## TASK PROMPT
Which lines of the entries below contain the string "wooden"? Copy each one.

## DATA FOR THIS EXERCISE

------------------------------------------------------------------------

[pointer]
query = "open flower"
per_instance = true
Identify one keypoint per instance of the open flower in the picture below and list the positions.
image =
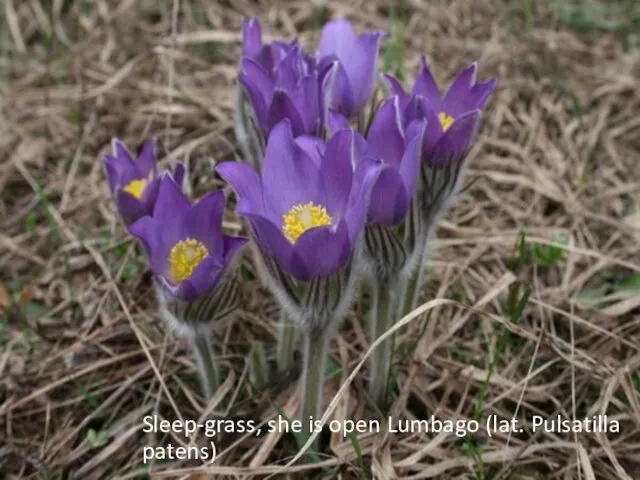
(187, 249)
(354, 71)
(452, 118)
(400, 151)
(134, 183)
(308, 208)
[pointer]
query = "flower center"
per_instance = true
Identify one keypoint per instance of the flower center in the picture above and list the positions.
(301, 218)
(136, 187)
(184, 258)
(445, 120)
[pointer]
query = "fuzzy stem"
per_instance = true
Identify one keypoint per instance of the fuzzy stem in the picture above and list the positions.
(209, 374)
(381, 359)
(411, 289)
(287, 336)
(259, 368)
(315, 346)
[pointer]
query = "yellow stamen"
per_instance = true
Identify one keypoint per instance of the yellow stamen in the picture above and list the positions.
(136, 187)
(445, 120)
(184, 258)
(301, 218)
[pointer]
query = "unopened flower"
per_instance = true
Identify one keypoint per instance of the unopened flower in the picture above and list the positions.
(400, 150)
(134, 183)
(307, 212)
(355, 57)
(280, 80)
(187, 249)
(290, 89)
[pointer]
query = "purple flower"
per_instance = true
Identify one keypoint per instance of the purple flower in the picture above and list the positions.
(354, 71)
(309, 207)
(134, 183)
(452, 118)
(291, 91)
(400, 150)
(187, 249)
(282, 81)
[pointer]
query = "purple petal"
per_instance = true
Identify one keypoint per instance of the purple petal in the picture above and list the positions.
(312, 146)
(410, 166)
(282, 107)
(361, 69)
(455, 142)
(394, 85)
(364, 178)
(308, 98)
(322, 250)
(337, 38)
(358, 55)
(255, 74)
(337, 91)
(256, 98)
(389, 199)
(386, 135)
(245, 181)
(146, 163)
(336, 122)
(113, 172)
(203, 222)
(150, 193)
(426, 85)
(289, 176)
(251, 37)
(168, 211)
(121, 151)
(129, 207)
(460, 86)
(147, 231)
(337, 170)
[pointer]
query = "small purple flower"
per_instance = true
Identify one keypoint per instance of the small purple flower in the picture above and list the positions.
(354, 73)
(187, 249)
(134, 183)
(452, 118)
(308, 209)
(291, 90)
(400, 150)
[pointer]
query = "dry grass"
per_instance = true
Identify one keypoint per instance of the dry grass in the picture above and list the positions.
(82, 350)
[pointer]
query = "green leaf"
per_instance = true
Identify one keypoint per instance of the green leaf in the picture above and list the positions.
(97, 439)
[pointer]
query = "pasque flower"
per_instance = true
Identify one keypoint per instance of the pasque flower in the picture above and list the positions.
(354, 59)
(308, 208)
(187, 249)
(134, 183)
(452, 118)
(399, 149)
(282, 81)
(307, 211)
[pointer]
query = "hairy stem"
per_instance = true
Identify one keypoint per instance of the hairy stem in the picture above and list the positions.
(209, 374)
(287, 336)
(411, 290)
(315, 346)
(382, 320)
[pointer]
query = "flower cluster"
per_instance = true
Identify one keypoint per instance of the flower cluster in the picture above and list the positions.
(335, 186)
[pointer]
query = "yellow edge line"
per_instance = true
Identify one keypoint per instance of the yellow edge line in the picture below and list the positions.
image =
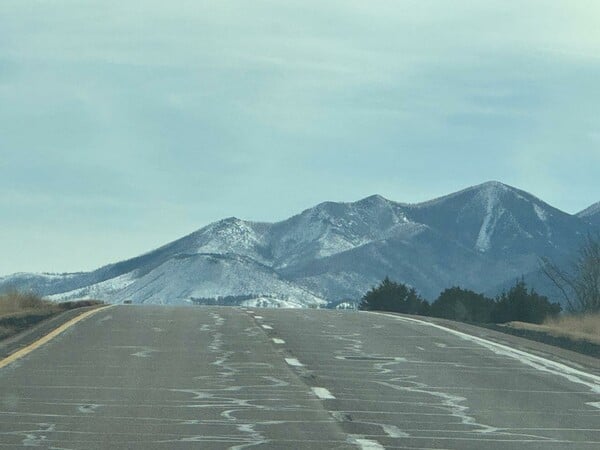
(47, 338)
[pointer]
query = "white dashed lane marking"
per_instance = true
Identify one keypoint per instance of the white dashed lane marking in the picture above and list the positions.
(293, 362)
(323, 393)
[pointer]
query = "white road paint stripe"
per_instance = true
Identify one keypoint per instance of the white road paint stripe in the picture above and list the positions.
(323, 393)
(366, 444)
(537, 362)
(294, 362)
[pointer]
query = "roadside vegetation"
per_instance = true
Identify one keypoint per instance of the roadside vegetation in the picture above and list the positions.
(579, 282)
(517, 304)
(19, 310)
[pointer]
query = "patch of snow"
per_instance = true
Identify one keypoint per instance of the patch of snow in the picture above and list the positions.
(591, 211)
(492, 213)
(540, 213)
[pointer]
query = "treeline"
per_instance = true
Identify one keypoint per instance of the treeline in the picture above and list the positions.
(517, 304)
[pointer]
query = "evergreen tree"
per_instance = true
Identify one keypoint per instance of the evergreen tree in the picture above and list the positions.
(519, 304)
(396, 297)
(463, 305)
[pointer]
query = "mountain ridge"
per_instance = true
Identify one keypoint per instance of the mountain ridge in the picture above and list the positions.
(478, 237)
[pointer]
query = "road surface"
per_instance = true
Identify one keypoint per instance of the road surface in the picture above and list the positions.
(168, 378)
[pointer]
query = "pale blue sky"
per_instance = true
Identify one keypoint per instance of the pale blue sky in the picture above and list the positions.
(127, 124)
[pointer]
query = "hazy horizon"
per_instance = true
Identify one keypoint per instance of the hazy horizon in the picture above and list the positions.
(124, 126)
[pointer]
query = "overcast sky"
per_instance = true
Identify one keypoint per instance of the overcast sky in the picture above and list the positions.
(127, 124)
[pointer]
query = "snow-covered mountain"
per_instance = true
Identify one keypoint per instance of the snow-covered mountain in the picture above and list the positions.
(591, 214)
(479, 238)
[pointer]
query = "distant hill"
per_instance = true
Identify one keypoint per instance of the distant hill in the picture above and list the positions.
(591, 214)
(481, 238)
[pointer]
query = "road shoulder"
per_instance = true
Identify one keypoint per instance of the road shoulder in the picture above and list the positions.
(14, 343)
(550, 352)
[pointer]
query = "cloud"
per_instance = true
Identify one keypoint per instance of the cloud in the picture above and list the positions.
(225, 108)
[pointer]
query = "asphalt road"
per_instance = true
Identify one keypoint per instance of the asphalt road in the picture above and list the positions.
(214, 378)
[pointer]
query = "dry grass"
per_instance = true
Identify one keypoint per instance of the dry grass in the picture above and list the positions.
(19, 311)
(579, 327)
(22, 303)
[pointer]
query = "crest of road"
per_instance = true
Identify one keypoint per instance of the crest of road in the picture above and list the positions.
(130, 377)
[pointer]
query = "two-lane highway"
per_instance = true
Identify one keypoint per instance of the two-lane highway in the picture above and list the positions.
(207, 377)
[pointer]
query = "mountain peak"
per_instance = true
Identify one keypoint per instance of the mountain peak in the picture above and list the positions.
(373, 199)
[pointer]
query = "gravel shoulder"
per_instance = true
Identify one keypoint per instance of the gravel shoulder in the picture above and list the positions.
(14, 343)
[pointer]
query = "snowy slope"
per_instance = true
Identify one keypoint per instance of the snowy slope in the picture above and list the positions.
(480, 238)
(591, 215)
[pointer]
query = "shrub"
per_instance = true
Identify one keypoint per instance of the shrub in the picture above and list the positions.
(396, 297)
(463, 305)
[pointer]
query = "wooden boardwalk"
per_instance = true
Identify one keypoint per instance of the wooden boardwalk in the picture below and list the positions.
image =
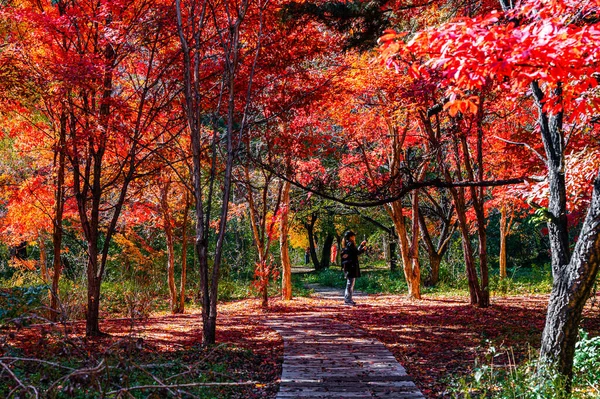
(327, 359)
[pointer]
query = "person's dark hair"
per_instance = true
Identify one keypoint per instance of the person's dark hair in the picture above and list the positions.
(349, 234)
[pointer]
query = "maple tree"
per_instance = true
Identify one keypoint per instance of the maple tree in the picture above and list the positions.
(109, 79)
(545, 49)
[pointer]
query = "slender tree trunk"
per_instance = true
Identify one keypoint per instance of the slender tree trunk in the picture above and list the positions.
(92, 326)
(57, 230)
(184, 239)
(326, 252)
(43, 259)
(310, 230)
(505, 226)
(168, 228)
(286, 265)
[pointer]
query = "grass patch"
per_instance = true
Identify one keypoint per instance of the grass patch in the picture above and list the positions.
(530, 379)
(380, 280)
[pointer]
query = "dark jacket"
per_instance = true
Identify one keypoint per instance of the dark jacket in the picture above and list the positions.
(350, 259)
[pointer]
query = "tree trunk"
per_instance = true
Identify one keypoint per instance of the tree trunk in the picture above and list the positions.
(310, 230)
(326, 252)
(571, 290)
(181, 307)
(574, 276)
(92, 326)
(434, 260)
(410, 259)
(505, 226)
(286, 265)
(57, 231)
(43, 259)
(168, 228)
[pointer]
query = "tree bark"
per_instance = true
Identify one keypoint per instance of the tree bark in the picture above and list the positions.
(326, 252)
(410, 261)
(506, 221)
(43, 259)
(57, 232)
(574, 276)
(184, 239)
(286, 265)
(168, 228)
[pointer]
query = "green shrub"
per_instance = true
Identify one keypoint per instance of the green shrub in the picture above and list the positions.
(586, 364)
(531, 379)
(18, 301)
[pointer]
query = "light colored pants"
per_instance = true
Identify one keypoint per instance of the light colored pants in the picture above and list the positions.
(349, 290)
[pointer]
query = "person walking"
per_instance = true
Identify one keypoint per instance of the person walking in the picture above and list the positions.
(350, 264)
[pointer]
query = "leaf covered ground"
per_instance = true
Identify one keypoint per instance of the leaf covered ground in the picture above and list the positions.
(436, 339)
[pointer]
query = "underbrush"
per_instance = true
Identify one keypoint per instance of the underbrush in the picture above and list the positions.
(534, 280)
(531, 379)
(128, 369)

------------------------------------------------------------------------

## RESPONSE BELOW
query = "wooden boardwalk"
Identify one keypoint per instance of the wooden boardwalk in the picture below and list the positions.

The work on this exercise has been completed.